## Start Material shown

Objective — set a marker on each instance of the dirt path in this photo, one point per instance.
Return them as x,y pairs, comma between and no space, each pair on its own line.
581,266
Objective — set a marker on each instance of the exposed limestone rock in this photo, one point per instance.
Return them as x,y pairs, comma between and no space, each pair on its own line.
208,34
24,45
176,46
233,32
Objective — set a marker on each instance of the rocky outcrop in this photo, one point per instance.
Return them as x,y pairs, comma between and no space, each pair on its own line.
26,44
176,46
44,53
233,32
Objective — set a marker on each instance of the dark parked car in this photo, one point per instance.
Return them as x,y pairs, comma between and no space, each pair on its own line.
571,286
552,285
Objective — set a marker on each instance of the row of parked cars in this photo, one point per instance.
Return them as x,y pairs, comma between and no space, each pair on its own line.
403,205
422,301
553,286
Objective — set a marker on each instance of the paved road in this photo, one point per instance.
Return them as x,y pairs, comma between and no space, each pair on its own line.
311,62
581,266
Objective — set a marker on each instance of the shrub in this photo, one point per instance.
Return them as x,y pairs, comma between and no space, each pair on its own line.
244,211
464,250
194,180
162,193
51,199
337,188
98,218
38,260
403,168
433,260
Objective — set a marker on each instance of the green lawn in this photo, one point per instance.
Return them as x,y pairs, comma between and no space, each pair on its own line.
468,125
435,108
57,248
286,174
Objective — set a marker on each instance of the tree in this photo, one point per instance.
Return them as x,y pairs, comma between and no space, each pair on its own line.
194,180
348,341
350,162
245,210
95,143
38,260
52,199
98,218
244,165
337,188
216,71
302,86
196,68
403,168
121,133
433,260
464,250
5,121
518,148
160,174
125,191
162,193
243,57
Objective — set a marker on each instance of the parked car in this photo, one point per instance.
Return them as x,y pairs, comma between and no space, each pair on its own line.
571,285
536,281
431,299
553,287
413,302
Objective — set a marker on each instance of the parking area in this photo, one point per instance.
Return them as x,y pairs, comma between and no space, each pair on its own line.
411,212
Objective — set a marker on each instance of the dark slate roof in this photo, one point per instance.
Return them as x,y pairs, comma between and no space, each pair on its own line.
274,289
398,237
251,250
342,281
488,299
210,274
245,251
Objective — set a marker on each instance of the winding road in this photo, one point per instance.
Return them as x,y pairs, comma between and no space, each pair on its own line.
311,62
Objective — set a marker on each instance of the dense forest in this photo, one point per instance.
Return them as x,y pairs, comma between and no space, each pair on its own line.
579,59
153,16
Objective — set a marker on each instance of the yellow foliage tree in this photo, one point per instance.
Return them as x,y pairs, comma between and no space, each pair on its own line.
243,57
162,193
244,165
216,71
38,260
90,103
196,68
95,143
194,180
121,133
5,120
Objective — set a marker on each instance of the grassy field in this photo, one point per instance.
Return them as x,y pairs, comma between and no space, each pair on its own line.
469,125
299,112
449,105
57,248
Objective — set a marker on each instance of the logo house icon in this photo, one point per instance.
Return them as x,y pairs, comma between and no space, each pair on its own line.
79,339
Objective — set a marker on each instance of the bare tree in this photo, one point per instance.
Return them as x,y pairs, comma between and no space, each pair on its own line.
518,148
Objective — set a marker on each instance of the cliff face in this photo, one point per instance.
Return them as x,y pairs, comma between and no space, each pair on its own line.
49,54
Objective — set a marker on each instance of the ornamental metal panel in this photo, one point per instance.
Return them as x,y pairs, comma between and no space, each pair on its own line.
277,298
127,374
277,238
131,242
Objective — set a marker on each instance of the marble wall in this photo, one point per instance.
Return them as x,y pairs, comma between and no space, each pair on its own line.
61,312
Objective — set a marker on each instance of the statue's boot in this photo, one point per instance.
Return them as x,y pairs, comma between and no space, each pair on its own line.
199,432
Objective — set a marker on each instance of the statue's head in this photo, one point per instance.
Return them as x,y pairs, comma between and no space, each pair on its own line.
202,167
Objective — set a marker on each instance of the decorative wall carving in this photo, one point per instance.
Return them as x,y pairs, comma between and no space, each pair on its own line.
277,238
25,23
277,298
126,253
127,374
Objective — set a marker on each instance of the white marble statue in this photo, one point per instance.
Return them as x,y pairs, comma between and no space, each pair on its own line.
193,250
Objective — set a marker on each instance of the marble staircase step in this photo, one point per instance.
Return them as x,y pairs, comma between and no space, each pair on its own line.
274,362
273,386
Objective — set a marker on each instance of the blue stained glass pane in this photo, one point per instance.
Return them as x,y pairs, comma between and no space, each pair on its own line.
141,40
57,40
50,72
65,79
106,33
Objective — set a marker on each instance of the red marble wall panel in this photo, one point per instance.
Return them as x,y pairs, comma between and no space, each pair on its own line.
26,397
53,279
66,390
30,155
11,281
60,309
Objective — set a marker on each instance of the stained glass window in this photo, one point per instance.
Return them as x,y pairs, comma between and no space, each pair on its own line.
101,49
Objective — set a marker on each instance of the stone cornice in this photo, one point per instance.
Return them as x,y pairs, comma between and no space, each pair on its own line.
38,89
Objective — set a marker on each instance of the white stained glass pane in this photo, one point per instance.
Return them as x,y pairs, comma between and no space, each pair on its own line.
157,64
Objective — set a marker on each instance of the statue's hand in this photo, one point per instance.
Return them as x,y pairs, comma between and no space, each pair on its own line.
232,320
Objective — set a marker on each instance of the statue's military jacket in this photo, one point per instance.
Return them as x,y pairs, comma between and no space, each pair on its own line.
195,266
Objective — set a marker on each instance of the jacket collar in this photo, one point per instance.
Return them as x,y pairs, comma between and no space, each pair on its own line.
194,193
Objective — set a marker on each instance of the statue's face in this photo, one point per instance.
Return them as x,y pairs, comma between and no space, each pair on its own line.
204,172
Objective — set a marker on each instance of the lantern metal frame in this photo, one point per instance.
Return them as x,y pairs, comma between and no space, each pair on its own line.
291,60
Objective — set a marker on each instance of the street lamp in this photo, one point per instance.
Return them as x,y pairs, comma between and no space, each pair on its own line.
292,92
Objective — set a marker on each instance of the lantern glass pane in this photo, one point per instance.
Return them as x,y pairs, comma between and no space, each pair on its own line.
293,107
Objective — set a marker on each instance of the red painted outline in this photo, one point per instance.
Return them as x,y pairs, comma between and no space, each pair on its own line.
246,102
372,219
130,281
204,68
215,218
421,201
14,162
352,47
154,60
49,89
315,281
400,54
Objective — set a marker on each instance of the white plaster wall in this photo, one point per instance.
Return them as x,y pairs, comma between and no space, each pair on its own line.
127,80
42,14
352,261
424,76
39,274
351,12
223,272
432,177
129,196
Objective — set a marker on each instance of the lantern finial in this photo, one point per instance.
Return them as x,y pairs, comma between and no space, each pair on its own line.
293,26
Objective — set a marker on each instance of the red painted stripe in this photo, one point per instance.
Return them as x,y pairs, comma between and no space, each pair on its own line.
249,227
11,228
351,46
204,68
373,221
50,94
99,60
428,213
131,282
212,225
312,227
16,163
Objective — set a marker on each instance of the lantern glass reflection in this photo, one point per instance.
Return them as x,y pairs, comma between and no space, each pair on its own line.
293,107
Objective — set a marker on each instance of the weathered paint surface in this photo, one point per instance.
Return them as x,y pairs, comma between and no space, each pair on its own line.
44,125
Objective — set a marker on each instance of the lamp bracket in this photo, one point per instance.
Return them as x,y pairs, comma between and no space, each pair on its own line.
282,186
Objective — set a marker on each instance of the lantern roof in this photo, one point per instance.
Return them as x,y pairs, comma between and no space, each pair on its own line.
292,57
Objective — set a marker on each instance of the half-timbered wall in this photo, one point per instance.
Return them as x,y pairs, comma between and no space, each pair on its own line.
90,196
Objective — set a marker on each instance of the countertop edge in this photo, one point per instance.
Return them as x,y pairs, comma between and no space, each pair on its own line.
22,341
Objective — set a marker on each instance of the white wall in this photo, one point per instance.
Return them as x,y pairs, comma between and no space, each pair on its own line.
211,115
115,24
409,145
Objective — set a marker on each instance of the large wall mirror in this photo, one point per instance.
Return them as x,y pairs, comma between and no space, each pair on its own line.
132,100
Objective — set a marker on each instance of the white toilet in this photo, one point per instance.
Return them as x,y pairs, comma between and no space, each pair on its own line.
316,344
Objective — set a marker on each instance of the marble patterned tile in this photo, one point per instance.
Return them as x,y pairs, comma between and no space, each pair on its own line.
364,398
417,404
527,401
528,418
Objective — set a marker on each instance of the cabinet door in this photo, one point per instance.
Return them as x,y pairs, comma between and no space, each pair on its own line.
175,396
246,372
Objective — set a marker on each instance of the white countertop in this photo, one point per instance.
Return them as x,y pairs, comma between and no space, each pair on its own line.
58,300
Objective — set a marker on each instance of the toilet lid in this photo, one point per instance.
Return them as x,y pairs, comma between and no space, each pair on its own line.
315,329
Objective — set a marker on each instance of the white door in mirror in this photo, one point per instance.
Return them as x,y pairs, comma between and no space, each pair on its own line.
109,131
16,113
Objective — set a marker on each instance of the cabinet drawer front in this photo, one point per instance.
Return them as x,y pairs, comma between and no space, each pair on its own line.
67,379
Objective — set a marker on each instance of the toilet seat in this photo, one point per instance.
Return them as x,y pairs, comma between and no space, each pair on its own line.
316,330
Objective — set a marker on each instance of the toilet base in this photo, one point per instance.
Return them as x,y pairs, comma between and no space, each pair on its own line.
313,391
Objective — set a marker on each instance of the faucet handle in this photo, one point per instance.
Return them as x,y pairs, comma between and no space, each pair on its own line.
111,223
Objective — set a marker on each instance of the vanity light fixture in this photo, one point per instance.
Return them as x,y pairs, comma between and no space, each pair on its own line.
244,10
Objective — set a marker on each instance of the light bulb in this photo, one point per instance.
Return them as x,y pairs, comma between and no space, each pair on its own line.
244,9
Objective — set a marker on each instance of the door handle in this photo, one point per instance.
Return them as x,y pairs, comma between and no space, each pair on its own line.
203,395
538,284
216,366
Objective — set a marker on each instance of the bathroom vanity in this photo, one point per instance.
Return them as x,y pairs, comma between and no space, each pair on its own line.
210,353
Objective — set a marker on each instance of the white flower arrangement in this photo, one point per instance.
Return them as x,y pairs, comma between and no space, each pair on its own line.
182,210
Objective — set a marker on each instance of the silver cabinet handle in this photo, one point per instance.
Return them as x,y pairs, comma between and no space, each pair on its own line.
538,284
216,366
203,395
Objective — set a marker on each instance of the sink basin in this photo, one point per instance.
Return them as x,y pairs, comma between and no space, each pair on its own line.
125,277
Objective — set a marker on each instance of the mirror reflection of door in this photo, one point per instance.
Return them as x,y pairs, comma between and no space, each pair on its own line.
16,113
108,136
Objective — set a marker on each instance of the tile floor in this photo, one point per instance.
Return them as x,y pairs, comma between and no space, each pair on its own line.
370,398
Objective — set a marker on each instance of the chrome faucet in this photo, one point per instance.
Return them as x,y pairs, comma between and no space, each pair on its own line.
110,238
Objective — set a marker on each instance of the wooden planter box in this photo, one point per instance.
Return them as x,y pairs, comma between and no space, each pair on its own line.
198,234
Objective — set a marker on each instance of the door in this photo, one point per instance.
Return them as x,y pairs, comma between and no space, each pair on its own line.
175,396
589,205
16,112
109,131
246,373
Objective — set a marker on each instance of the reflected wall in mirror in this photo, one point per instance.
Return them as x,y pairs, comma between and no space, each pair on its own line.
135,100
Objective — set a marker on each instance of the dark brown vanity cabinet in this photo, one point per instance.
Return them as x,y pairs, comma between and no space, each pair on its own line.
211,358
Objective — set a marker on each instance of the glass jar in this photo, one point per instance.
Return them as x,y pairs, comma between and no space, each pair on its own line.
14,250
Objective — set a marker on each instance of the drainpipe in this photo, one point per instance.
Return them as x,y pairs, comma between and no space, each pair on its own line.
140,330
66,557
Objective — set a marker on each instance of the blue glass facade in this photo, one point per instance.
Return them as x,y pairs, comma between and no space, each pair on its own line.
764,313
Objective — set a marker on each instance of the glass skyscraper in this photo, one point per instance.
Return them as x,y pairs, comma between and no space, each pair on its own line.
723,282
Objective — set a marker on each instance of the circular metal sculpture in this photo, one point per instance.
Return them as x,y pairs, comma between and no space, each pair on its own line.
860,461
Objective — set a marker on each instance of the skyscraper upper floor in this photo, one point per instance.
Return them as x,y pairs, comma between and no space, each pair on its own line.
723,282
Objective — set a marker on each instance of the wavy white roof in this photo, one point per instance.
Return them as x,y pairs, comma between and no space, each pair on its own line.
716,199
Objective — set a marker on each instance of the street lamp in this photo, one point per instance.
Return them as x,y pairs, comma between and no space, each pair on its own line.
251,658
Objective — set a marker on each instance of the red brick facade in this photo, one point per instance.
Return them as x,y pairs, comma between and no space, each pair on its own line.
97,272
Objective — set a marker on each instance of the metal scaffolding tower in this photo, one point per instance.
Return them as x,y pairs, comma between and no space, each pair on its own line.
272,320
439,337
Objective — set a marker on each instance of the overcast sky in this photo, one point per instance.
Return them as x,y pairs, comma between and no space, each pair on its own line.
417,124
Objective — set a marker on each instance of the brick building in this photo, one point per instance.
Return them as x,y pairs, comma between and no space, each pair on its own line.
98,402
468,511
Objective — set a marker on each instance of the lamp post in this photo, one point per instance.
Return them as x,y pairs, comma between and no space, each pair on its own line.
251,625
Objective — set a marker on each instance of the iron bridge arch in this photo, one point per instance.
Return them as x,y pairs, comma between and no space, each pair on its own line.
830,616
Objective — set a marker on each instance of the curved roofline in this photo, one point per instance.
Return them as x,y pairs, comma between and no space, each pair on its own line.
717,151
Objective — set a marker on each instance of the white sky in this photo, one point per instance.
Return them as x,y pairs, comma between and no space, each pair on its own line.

## End Material shown

Take the line that contains "post in this photo, one point per instance." and each line after it down to the last of the records, and retype them exactly; add nothing else.

- **Result**:
Objective — set a marker on each instance of the lamp post in this photo, one point per instance.
Return them as x,y pairs, comma between and no space, each pair on its own line.
251,625
Objective — set a marker on each instance of the iron bridge arch in this photo, one point per instance.
Return them as x,y pairs, comma between and no space, each pair on its own line.
830,616
Objective — set a marker on each instance of the curved roofline in this photo, one point per instance.
Return them as x,y pairs, comma between and no space, each pair on its own line.
717,151
Objective — set a marker on each instance of the white sky in this photo, one point per instance.
Return them as x,y pairs, comma between and no space, each pair on its own line.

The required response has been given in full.